# EXERCISE DATA:
#####

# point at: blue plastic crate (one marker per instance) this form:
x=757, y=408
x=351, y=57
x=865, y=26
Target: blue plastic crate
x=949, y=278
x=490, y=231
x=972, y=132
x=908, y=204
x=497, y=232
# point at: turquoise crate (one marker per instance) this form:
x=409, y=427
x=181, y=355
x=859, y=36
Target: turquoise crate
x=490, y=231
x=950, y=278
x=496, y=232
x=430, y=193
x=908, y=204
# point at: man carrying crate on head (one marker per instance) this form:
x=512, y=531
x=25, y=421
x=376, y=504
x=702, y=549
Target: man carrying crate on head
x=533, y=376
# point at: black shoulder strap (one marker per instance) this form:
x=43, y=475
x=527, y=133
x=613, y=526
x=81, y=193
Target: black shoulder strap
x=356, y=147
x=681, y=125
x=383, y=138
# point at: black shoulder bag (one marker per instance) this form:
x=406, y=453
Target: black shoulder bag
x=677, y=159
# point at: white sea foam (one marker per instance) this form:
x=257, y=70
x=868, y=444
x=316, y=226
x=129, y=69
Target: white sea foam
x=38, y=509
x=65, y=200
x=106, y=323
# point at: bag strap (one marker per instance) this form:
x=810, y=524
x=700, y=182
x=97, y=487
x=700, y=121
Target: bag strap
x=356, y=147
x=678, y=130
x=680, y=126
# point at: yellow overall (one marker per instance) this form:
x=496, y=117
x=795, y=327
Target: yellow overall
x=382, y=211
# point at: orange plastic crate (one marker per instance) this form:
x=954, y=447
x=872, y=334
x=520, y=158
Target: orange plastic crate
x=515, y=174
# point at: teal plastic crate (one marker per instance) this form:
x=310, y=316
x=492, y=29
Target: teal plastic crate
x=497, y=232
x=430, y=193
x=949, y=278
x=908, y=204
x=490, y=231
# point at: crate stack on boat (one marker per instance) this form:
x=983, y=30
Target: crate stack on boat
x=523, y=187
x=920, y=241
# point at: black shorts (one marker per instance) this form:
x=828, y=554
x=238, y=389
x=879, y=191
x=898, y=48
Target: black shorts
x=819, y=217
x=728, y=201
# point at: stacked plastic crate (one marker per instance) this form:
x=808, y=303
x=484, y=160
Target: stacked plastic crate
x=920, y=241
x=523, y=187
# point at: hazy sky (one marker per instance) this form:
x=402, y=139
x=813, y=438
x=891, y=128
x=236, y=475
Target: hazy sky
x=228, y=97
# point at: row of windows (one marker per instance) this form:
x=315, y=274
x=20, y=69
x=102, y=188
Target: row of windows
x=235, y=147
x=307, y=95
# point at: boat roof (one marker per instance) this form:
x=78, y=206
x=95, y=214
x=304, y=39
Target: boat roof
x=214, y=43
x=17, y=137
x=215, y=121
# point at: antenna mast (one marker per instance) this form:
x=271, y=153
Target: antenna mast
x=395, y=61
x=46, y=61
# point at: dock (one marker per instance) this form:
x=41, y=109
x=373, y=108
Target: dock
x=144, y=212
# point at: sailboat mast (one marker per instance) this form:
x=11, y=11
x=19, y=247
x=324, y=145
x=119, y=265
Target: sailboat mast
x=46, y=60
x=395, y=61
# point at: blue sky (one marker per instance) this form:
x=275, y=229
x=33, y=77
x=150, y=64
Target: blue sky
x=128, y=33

#####

# WHAT YOU HAVE TO DO:
Restate word for word the entries above from the line with "x=316, y=226" through the line with "x=795, y=327", inclusive, leaving out everything else.

# SOLVED EXERCISE:
x=316, y=226
x=129, y=69
Target: white sea foam
x=38, y=509
x=65, y=200
x=106, y=323
# point at: bag strap (one marker per instance) this form:
x=810, y=524
x=700, y=182
x=97, y=487
x=700, y=121
Target: bag strap
x=356, y=147
x=678, y=130
x=680, y=126
# point at: yellow overall (one marker per instance) this form:
x=496, y=117
x=795, y=327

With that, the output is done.